- **Set exercise**
Reproduce all of the records below verbatim.

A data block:
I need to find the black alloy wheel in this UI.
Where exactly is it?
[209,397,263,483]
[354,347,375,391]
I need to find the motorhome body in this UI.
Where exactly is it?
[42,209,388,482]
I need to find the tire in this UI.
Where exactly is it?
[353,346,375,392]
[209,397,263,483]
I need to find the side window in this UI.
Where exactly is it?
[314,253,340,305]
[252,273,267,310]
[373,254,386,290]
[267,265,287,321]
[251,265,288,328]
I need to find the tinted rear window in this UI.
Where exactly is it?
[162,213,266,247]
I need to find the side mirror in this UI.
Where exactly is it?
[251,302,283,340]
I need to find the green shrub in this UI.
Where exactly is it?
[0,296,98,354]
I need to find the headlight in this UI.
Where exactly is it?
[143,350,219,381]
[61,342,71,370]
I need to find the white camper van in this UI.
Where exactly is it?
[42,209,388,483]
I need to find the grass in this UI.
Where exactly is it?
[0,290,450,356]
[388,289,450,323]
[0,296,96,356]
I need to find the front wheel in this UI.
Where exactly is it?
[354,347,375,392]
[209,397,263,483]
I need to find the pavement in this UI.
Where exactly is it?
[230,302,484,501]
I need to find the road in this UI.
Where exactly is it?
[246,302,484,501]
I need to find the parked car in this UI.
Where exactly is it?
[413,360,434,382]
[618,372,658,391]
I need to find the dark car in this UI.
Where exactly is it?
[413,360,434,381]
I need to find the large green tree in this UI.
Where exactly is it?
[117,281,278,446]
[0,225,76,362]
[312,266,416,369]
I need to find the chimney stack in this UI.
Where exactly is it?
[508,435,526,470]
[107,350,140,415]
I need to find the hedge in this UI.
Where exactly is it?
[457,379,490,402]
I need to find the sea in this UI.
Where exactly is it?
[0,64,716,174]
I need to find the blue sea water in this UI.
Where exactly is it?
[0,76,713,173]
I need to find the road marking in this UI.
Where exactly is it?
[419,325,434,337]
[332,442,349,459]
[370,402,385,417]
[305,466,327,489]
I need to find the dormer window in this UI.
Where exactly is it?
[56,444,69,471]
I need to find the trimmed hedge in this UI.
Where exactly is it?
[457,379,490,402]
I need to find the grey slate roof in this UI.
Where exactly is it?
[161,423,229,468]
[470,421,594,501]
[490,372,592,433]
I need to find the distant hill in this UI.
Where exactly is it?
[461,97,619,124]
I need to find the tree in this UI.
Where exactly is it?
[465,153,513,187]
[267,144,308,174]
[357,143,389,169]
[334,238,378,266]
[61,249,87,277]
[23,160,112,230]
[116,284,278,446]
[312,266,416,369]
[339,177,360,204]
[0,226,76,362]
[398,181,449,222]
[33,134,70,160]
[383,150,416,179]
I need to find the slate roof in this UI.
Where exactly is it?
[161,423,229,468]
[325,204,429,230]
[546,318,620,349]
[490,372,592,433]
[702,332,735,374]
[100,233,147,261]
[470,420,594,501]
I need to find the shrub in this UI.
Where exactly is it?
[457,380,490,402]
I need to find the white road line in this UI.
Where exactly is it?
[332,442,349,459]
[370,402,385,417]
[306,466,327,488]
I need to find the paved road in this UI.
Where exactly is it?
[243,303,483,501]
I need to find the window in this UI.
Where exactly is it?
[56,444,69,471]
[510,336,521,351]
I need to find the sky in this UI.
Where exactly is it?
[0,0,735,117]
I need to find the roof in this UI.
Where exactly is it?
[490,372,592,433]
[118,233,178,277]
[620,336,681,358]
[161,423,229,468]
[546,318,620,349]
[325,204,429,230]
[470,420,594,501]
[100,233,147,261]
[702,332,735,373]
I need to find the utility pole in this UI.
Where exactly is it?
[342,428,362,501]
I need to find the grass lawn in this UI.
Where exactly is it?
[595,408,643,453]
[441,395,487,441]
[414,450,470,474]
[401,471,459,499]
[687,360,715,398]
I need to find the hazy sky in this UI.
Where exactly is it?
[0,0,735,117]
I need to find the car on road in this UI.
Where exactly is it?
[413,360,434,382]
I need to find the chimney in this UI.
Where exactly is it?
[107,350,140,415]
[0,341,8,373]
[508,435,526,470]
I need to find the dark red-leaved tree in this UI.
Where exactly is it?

- **Response**
I need to find the black alloy wheel in this UI.
Where exactly is it?
[209,397,263,483]
[354,347,375,391]
I need to find the motorhome body in this UI.
Where exactly is it?
[42,209,388,482]
I need to find the tire in this UI.
Where exactly is it?
[353,346,375,392]
[209,397,263,483]
I need to find the side window in this UI.
Where exactly is it?
[314,253,340,305]
[252,273,267,310]
[373,254,386,290]
[267,265,287,321]
[251,265,288,328]
I need to find the tinted rear window in this UI.
Where exactly is it?
[162,213,266,247]
I need to find the side mirror in this UI.
Where exactly is it?
[251,302,283,340]
I need to find the green shrub in this UI.
Where exactly is it?
[0,296,98,354]
I need to find the headlight in this UI.
Where exactly is it?
[143,350,219,381]
[61,342,71,370]
I need to find the white camper van in this UI.
Where exactly is it?
[42,209,388,483]
I need to find the grass in this UI.
Where exactly is it?
[0,290,450,356]
[388,289,450,323]
[0,296,96,356]
I need to find the front wheel in this UI.
Where exactly is it?
[354,347,375,392]
[209,397,263,483]
I need to find the pavement in this UI.
Where exactly is it?
[230,302,484,501]
I need to find the road in this UI.
Where exactly is it?
[246,302,484,501]
I need to find the parked car in this UI.
Where exactly is it?
[413,360,434,382]
[618,372,658,391]
I need to find the dark car in this UI.
Where exactly is it?
[413,360,434,381]
I need to find the large green tree in this UI.
Where exactly is it?
[117,281,278,446]
[0,225,76,362]
[312,266,416,369]
I need to find the chimney stack in this UI.
Where exactly is it?
[508,435,526,470]
[107,350,140,415]
I need to find the hedge in this UI.
Where exactly is it?
[457,379,490,402]
I need to find the sea in this UI.
Where exactly is it?
[0,64,716,174]
I need to find the blue sea water in this UI.
Where exactly is it?
[0,76,713,173]
I need to find the road marking in this UI.
Where exactly is it?
[419,325,434,337]
[332,442,349,459]
[370,402,385,417]
[305,466,327,489]
I need to find the dormer window in this UI.
Where exactly is it?
[56,444,69,471]
I need to find the trimmed hedge in this UI.
Where exactly is it?
[457,379,490,402]
I need to find the grey slate roof in this UI.
Where exactly is it?
[161,423,229,468]
[470,421,594,501]
[490,372,592,433]
I need to find the distant hill in this UI.
Where exactly is it?
[461,97,619,124]
I need to find the tree in this UI.
Where exactly is it?
[465,153,513,187]
[267,144,308,174]
[357,143,389,169]
[334,238,378,266]
[61,249,87,277]
[23,160,112,230]
[116,284,278,446]
[312,266,416,369]
[339,177,360,204]
[0,226,76,362]
[398,181,449,222]
[33,134,70,160]
[383,150,416,179]
I need to find the slate roof in this UI.
Where exactly is it?
[161,423,229,468]
[325,204,429,230]
[546,318,620,349]
[490,372,592,433]
[702,332,735,374]
[100,233,147,261]
[470,420,594,501]
I need to find the shrub in this UI.
Where exactly is it?
[457,380,490,402]
I need to find the white road line in this UI.
Where exactly is it?
[332,442,349,459]
[370,402,385,417]
[306,466,327,488]
I need to find the paved road in this UI.
Where exactly is it?
[243,303,483,501]
I need to find the window in this UI.
Where exactly is it?
[56,444,69,471]
[510,336,521,351]
I need to find the sky in this UI.
Where exactly is it?
[0,0,735,117]
I need to find the roof in this UI.
Where exactly is it?
[490,372,592,433]
[118,233,178,277]
[620,336,681,358]
[161,423,229,468]
[546,318,620,349]
[325,204,429,230]
[470,420,594,501]
[100,233,147,261]
[702,332,735,373]
I need to find the utility pole in this UI.
Where exactly is it?
[342,428,362,501]
I need to find the grass lawn in this UI.
Where exactly is it?
[595,408,643,453]
[441,395,487,441]
[414,450,470,474]
[401,471,459,499]
[687,360,715,398]
I need to find the hazy sky in this UI.
Where exactly is it?
[0,0,735,117]
I need to find the car on road in this UI.
Where exactly is it?
[413,360,434,382]
I need to find the chimney in this UI.
Where exactly is it?
[107,350,140,415]
[0,341,8,373]
[508,435,526,470]
I need to find the dark red-leaved tree in this UI.
Where exactly is it?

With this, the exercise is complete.